Short task = Write out every line of the material below without changing a character.

•••••

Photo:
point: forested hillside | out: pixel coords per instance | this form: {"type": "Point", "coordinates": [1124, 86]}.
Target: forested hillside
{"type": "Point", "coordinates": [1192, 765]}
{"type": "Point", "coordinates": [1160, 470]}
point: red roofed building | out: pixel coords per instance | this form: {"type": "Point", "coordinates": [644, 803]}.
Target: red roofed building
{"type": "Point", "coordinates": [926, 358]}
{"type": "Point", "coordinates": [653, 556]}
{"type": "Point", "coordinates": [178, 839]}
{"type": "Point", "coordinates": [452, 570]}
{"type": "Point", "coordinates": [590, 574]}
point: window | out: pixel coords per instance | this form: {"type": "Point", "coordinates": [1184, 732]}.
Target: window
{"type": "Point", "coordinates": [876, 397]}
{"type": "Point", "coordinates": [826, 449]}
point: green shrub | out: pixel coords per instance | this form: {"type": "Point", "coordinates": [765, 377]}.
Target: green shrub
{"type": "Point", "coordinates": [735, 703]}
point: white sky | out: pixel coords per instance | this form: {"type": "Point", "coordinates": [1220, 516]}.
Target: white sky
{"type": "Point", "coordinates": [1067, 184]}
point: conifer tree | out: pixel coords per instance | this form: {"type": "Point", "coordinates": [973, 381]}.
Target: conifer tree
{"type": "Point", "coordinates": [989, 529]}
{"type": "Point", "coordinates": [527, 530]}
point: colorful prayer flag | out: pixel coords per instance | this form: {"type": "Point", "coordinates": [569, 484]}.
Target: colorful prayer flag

•••••

Output for this task =
Photo:
point: forested hillside | out: pixel coords per instance | this form: {"type": "Point", "coordinates": [1124, 86]}.
Target: forested hillside
{"type": "Point", "coordinates": [1192, 765]}
{"type": "Point", "coordinates": [1160, 470]}
point: red roofed building | out: pixel coords per instance | this form: {"type": "Point", "coordinates": [644, 803]}.
Target: red roofed building
{"type": "Point", "coordinates": [926, 358]}
{"type": "Point", "coordinates": [653, 556]}
{"type": "Point", "coordinates": [178, 839]}
{"type": "Point", "coordinates": [452, 570]}
{"type": "Point", "coordinates": [590, 574]}
point: window | out: pixel coords per instance | this form: {"type": "Point", "coordinates": [1184, 732]}.
Target: window
{"type": "Point", "coordinates": [876, 397]}
{"type": "Point", "coordinates": [826, 449]}
point: green shrub | out: pixel coords per instance | this form: {"type": "Point", "coordinates": [765, 377]}.
Target: green shrub
{"type": "Point", "coordinates": [735, 703]}
point: white sky | out: pixel coords per instance | this form: {"type": "Point", "coordinates": [1220, 516]}.
Target: white sky
{"type": "Point", "coordinates": [1067, 184]}
point: conifer tree | out: pixel coords per instance | this form: {"type": "Point", "coordinates": [973, 381]}.
Target: conifer tree
{"type": "Point", "coordinates": [989, 529]}
{"type": "Point", "coordinates": [527, 530]}
point: colorful prayer flag | out: pixel coords per instance | this form: {"type": "Point", "coordinates": [569, 484]}.
Target: colorful prayer flag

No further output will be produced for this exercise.